→ **AIM OF THE EXERCISE**
Look below and pull out each line with the word "trees".
MATERIALS PROVIDED START
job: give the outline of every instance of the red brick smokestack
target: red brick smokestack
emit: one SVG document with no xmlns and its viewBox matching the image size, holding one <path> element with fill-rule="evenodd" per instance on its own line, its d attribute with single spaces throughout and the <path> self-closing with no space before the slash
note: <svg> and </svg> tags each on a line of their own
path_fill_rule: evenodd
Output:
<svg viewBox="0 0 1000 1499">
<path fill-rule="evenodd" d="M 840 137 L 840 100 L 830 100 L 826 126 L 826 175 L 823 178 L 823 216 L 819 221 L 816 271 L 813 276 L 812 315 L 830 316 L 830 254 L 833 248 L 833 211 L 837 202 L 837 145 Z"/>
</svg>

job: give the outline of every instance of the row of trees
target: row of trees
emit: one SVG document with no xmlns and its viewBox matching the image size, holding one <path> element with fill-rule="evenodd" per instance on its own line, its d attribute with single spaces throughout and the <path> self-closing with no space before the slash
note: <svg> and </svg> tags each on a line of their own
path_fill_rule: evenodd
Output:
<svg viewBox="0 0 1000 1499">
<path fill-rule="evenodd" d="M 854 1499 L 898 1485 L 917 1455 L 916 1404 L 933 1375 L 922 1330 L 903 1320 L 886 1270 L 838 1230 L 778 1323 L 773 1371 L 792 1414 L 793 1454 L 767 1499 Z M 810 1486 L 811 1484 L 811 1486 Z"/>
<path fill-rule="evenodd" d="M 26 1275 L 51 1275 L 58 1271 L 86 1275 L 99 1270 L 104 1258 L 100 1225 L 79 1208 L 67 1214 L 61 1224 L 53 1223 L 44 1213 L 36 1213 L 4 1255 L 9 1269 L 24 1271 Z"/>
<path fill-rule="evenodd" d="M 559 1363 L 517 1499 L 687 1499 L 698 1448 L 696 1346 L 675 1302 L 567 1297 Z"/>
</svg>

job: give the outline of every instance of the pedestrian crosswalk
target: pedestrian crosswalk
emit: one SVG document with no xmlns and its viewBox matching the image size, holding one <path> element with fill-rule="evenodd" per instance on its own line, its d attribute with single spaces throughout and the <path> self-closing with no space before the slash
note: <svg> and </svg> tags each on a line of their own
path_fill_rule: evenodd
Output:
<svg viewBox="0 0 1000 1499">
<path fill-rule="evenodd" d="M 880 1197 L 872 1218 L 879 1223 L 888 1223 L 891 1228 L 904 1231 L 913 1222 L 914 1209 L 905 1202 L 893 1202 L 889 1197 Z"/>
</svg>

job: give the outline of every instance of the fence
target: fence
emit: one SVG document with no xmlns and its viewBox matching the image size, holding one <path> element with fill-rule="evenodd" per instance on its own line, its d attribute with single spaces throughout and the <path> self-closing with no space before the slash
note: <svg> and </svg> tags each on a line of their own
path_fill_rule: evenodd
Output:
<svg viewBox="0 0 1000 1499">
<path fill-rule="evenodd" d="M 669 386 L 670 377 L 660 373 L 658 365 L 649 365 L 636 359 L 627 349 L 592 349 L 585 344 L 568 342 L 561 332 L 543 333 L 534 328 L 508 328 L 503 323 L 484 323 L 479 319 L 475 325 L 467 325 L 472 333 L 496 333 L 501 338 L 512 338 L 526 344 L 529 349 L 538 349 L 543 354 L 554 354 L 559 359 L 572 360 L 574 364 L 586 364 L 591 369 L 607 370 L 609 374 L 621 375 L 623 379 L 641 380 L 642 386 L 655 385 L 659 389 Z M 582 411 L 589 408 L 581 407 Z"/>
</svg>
MATERIALS PROVIDED END
→ **YOUR SOLUTION**
job: give the outline of every instance of the row of trees
target: row of trees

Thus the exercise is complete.